### SOURCE EXCERPT:
# # # # # # #
Hill had returned to track on his second set of tyres, John Watson noting "I wonder if Williams are playing a little bit of strategy, they are letting Damon go out before Prost. Any information that Damon might find useful for the team can be adjusted for Prost car's accordingly." Hill would further improve to a 1:17.856, however whilst going second fastest, he remained well off Prost's best time.
Whilst, Schumacher was sitting comfortably in fourth, his teammate, Patrese, continued to struggle in adjusting to his new team at Benetton. Allard Kalff commenting "so far the season has been rather disappointing for Riccardo". John Watson replying "I think that's a very kind way of expressing Patrese's performances. He went from the most competitive car in his career into a car which has a lot more manual input".
# # # # # # #
Items from a labeling collection
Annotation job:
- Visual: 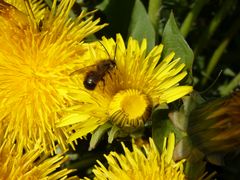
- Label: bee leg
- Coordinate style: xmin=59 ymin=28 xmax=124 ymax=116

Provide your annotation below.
xmin=101 ymin=78 xmax=105 ymax=91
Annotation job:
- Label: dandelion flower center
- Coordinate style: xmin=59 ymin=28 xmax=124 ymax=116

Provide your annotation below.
xmin=109 ymin=89 xmax=152 ymax=127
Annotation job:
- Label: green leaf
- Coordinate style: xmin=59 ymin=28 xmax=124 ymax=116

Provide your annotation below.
xmin=99 ymin=0 xmax=156 ymax=50
xmin=162 ymin=13 xmax=194 ymax=72
xmin=88 ymin=123 xmax=112 ymax=151
xmin=152 ymin=109 xmax=172 ymax=152
xmin=128 ymin=0 xmax=156 ymax=51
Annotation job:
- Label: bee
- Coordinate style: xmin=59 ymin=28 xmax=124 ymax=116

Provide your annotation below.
xmin=70 ymin=59 xmax=116 ymax=90
xmin=70 ymin=41 xmax=117 ymax=90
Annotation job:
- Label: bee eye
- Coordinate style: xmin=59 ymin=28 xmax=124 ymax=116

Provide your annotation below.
xmin=83 ymin=78 xmax=97 ymax=90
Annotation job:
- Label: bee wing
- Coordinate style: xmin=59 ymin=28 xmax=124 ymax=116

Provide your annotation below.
xmin=70 ymin=64 xmax=96 ymax=76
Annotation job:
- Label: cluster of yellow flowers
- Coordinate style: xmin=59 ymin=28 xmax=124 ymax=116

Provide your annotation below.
xmin=0 ymin=0 xmax=192 ymax=179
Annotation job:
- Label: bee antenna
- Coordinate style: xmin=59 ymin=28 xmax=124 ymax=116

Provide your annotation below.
xmin=98 ymin=41 xmax=111 ymax=59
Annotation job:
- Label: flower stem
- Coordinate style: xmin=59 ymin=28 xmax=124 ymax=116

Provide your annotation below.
xmin=148 ymin=0 xmax=162 ymax=42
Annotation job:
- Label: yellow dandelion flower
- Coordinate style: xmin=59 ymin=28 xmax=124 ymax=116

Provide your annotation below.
# # # # # # #
### WORK TO DO:
[A] Express the records as a numbered list, from the first line of the records up to and including the line with "xmin=83 ymin=78 xmax=97 ymax=90", and omit blank lines and pictures.
[B] Supply the next part of the Formula One commentary passage, picking up after its final sentence.

### WRITTEN ANSWERS:
[A]
1. Annotation job:
2. - Visual: 
3. - Label: bee leg
4. - Coordinate style: xmin=59 ymin=28 xmax=124 ymax=116
5. Provide your annotation below.
6. xmin=101 ymin=78 xmax=105 ymax=91
7. Annotation job:
8. - Label: dandelion flower center
9. - Coordinate style: xmin=59 ymin=28 xmax=124 ymax=116
10. Provide your annotation below.
11. xmin=109 ymin=89 xmax=152 ymax=127
12. Annotation job:
13. - Label: green leaf
14. - Coordinate style: xmin=59 ymin=28 xmax=124 ymax=116
15. Provide your annotation below.
16. xmin=99 ymin=0 xmax=156 ymax=50
17. xmin=162 ymin=13 xmax=194 ymax=72
18. xmin=88 ymin=123 xmax=112 ymax=151
19. xmin=152 ymin=109 xmax=172 ymax=152
20. xmin=128 ymin=0 xmax=156 ymax=51
21. Annotation job:
22. - Label: bee
23. - Coordinate style: xmin=59 ymin=28 xmax=124 ymax=116
24. Provide your annotation below.
25. xmin=70 ymin=59 xmax=116 ymax=90
26. xmin=70 ymin=41 xmax=117 ymax=90
27. Annotation job:
28. - Label: bee eye
29. - Coordinate style: xmin=59 ymin=28 xmax=124 ymax=116
30. Provide your annotation below.
31. xmin=83 ymin=78 xmax=97 ymax=90

[B]
Approaching the second half of the qualifying session, the two cars sitting in the non-qualifying zone were Berger's Ferrari and Capelli's Jordan. Berger, had yet to enter the track after badly damaging his car during the morning practice, whilst Capelli continued to struggle to adjust to his new Jordan team. So far in the season, Capelli had been severely outmatched by new teammate, Barrichello, to whom John Watson would comment "certainly for a man of 20 years old, he is quite remarkable. His composure, his self belief, the way he directs the Jordan team. Eddie Jordan's eyebrows are rising."
With both the Williams cars concluding their running for the day, Senna would return to the track in the final quarter of the session. Despite running faster than his previous time through the first sector, Senna would mysteriously back out of his lap, before once again pushing hard on his following lap. Nonetheless, he would be unable to create an effect and his latest flying lap would be slower than his best time.
Among the midfield, Zanardi could be seen having a major engine blow up through the exit of Junção. Shortly afterwards, his Lotus teammate, Herbert, would spin into the barriers at the Arquibancadas, bringing out the red flag. As the red flag was brought out, Barrichello would stop his Jordan out on track with an engine failure.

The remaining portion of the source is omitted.